» **Given exercise**:
Lay out the records between the lines holding "the red barrier" and "<point>631,67</point>", inclusive, as a two-column CSV with the columns text and value. Each record gets one row: put its full text in text and its answer in value, quote every field, and replace line breaks with spaces.

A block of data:
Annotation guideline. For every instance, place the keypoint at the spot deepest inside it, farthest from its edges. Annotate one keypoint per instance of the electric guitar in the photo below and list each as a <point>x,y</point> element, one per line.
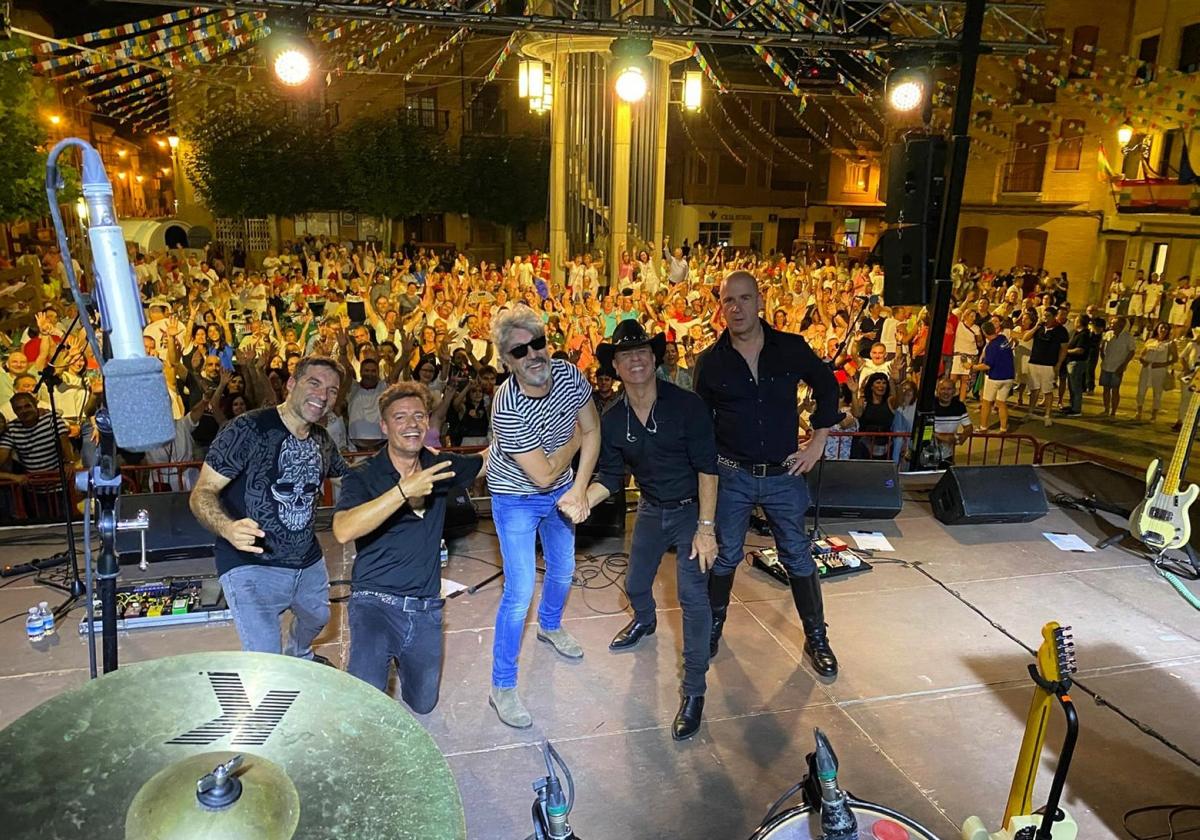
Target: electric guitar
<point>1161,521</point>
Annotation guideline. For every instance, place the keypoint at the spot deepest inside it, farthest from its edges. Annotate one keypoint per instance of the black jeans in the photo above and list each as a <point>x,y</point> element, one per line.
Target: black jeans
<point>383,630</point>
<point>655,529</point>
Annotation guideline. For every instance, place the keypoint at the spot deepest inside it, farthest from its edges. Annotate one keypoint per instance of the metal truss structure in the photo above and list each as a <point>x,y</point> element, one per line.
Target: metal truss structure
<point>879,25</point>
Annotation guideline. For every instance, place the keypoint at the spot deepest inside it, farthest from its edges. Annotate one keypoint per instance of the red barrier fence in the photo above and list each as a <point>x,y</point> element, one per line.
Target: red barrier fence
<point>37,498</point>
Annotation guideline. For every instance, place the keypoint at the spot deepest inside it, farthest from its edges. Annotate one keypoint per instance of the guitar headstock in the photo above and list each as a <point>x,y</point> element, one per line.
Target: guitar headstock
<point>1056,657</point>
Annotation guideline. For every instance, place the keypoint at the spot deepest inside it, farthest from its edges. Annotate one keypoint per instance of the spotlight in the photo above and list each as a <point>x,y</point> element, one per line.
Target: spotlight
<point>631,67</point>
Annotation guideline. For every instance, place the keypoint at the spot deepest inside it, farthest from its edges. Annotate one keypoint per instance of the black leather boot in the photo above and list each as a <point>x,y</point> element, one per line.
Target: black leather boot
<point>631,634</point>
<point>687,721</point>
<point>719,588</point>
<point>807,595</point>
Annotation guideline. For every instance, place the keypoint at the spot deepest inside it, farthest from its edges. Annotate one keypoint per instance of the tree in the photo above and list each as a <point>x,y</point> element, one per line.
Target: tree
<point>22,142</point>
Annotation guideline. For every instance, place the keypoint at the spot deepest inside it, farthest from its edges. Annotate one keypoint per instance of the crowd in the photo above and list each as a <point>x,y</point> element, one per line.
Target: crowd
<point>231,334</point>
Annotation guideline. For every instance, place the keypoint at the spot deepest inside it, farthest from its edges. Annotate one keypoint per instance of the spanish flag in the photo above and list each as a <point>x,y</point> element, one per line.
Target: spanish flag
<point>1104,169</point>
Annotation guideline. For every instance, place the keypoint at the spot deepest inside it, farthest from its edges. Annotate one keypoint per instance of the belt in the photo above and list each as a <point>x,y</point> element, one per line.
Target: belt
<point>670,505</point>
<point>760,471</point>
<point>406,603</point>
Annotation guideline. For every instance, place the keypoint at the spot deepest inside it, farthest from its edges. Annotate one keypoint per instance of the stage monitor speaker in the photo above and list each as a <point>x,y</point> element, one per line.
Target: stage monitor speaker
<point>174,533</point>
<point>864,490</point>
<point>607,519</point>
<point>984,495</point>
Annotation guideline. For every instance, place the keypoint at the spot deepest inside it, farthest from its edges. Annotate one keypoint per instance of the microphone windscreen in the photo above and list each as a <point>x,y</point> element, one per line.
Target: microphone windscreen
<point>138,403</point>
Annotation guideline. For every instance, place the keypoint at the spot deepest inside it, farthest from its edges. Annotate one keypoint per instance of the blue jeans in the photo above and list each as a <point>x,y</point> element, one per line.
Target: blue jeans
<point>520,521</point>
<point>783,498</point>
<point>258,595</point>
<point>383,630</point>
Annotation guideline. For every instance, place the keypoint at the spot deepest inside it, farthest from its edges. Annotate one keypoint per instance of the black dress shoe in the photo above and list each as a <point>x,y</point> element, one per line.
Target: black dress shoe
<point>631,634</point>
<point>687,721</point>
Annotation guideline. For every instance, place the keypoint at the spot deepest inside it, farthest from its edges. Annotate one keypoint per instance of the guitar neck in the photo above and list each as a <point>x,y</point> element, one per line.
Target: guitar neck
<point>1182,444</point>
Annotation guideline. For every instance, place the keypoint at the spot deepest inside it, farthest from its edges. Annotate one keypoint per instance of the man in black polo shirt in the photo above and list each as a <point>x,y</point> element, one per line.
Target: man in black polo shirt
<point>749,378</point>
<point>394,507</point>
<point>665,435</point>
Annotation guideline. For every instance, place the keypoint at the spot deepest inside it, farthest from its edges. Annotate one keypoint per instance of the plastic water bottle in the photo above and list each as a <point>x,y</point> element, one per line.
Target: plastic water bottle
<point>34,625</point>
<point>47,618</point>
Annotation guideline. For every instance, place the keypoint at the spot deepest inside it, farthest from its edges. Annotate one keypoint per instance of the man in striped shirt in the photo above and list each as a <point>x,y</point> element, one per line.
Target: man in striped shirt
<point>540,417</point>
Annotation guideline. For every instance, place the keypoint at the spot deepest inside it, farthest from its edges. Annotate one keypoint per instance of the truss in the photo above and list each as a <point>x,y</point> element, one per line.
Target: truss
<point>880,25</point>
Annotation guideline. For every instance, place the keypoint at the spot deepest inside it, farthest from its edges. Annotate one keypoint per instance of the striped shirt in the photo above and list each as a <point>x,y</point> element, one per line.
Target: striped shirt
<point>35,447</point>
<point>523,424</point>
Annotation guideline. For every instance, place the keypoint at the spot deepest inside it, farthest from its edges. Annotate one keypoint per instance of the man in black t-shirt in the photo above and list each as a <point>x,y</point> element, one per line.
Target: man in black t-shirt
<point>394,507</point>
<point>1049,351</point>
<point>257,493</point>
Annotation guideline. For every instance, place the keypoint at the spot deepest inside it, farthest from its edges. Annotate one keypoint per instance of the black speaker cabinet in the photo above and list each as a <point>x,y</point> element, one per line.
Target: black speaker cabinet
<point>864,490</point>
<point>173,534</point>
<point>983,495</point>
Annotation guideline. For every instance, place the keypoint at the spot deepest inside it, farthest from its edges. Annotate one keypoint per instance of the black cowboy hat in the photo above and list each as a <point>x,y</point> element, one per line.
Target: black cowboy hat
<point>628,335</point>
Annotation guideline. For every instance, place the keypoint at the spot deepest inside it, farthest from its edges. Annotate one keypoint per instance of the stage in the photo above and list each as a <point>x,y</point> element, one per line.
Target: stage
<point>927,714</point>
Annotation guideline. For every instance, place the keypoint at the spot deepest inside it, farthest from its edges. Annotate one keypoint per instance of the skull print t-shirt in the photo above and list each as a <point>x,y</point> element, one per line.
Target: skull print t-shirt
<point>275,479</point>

--

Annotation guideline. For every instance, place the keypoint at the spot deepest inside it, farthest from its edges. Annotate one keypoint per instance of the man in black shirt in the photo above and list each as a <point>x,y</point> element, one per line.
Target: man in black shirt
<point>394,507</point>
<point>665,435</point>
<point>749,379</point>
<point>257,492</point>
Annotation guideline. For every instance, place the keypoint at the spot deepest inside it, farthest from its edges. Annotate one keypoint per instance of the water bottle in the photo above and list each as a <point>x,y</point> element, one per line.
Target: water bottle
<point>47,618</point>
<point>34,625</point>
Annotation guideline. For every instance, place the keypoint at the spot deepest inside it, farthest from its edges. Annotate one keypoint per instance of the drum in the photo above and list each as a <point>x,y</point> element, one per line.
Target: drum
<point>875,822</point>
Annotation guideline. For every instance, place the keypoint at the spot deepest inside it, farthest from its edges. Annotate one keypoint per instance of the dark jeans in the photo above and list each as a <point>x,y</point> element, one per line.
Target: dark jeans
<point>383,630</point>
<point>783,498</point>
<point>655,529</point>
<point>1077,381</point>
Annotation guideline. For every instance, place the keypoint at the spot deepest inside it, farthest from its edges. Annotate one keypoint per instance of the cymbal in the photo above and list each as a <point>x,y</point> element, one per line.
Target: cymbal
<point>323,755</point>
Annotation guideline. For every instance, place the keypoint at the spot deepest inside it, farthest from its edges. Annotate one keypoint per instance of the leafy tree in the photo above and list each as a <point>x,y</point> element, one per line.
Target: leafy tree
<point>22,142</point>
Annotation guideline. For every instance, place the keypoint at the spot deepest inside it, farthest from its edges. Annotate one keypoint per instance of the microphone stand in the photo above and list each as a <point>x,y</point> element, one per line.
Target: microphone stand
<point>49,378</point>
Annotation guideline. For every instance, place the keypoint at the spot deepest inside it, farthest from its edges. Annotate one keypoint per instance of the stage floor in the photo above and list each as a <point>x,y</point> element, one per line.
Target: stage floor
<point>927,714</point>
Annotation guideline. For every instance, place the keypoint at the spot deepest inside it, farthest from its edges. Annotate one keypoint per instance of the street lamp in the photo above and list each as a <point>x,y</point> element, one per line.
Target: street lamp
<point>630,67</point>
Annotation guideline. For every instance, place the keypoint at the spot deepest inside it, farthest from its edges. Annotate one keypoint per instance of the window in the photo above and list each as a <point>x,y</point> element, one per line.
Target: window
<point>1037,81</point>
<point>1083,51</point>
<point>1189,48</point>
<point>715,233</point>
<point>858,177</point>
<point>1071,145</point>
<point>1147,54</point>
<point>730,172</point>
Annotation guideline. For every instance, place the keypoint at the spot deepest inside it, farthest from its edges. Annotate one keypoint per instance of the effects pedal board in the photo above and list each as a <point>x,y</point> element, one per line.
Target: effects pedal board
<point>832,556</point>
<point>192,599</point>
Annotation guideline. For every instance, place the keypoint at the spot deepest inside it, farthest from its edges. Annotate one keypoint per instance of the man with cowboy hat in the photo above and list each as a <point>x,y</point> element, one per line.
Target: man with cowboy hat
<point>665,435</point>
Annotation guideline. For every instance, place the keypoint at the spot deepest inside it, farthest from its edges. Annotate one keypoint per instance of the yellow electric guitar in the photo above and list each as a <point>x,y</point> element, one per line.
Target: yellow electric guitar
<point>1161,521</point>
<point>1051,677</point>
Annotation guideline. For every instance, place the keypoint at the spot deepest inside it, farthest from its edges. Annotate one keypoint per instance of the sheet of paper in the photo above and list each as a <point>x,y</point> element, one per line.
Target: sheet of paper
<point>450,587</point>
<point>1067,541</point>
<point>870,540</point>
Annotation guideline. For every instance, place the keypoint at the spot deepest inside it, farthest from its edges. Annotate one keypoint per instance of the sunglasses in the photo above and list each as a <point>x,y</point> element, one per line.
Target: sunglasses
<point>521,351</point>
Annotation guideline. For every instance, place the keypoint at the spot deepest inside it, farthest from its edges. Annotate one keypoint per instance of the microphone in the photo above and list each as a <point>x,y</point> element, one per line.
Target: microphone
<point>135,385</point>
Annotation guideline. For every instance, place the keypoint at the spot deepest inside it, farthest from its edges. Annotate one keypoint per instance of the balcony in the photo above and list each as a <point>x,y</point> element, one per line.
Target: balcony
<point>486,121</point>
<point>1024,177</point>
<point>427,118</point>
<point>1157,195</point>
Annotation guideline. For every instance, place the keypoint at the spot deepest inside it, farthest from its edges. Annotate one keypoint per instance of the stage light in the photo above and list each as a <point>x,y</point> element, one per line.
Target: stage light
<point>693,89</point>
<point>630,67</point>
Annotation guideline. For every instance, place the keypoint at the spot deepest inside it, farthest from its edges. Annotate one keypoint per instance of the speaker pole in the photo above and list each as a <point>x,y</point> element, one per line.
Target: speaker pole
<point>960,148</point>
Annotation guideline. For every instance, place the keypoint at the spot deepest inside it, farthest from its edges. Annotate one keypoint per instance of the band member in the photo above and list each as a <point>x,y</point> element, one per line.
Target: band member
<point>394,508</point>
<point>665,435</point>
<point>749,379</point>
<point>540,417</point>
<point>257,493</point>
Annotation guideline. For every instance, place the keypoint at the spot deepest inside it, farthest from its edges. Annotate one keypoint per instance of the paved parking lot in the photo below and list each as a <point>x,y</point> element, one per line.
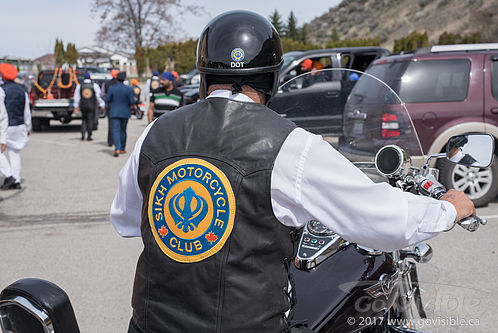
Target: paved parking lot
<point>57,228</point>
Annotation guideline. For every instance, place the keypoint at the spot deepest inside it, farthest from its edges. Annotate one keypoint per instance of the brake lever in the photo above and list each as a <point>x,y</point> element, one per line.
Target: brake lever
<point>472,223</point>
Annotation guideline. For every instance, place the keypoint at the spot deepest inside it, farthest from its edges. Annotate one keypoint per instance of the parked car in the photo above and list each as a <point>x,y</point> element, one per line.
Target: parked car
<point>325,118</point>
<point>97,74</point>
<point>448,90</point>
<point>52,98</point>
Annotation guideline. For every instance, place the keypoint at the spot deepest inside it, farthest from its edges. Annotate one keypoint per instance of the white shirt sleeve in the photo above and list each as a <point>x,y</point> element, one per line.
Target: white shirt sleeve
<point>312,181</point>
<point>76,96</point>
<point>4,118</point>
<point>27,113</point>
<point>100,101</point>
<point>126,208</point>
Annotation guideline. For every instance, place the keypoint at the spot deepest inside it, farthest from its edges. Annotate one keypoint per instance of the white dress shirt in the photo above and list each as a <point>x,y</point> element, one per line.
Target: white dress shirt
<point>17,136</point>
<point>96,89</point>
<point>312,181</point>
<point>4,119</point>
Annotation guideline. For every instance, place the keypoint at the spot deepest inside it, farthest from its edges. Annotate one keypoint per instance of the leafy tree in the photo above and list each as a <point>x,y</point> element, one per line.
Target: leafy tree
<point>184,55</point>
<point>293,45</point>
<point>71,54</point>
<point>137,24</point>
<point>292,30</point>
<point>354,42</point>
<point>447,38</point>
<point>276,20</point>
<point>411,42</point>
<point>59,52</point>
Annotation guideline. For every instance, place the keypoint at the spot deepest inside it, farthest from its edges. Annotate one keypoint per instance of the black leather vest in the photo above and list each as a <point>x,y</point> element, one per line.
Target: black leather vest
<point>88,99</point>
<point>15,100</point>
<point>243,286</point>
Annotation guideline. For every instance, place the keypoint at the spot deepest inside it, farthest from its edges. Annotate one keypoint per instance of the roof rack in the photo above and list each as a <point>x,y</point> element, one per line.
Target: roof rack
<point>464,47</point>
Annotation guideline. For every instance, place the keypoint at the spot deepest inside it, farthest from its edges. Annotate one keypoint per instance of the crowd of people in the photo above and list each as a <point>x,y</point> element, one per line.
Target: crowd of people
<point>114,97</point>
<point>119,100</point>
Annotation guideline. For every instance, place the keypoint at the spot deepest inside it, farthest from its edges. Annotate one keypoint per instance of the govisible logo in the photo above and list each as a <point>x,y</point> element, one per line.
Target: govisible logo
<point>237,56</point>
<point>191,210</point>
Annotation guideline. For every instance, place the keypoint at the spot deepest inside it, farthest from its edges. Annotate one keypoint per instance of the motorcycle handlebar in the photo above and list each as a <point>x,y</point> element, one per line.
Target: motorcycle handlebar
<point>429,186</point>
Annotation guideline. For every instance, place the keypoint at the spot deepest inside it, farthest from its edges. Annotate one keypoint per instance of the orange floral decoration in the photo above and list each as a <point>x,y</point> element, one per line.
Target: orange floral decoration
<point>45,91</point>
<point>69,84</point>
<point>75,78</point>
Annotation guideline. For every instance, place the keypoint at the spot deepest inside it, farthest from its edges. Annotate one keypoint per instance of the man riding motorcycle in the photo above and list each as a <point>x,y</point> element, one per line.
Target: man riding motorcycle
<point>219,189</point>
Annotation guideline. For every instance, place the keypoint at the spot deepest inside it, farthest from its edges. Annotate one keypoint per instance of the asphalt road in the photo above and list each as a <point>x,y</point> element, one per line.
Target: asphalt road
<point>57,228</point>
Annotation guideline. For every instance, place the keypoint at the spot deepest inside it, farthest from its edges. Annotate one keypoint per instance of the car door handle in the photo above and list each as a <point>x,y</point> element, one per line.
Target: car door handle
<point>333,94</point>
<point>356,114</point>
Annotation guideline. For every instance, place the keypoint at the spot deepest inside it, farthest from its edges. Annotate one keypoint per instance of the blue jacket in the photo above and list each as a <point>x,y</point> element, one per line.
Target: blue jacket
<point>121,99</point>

» **Output of the exercise**:
text,value
"Annotation guideline. For every instance, place the keypoint at the spot deepest inside it, farthest from its edges. Annotate one keypoint per instance of the red barrier fence in the photo above and list each as a <point>x,y</point> element, one per line. Target: red barrier fence","<point>37,498</point>"
"Annotation guideline. For every instance, place the keypoint at the spot deepest inside it, farthest from its edges. Annotate one keypoint per instance of the guitar headstock in the photo above and list each as a <point>x,y</point> element, one per line. Target: guitar headstock","<point>1056,657</point>"
"Annotation guideline. For every instance, place the keypoint at the spot deepest inside it, farthest from its edges. Annotate one keypoint per instance of the spotlight in the photo above and list each as a <point>x,y</point> element, one per line. Target: spotlight","<point>631,67</point>"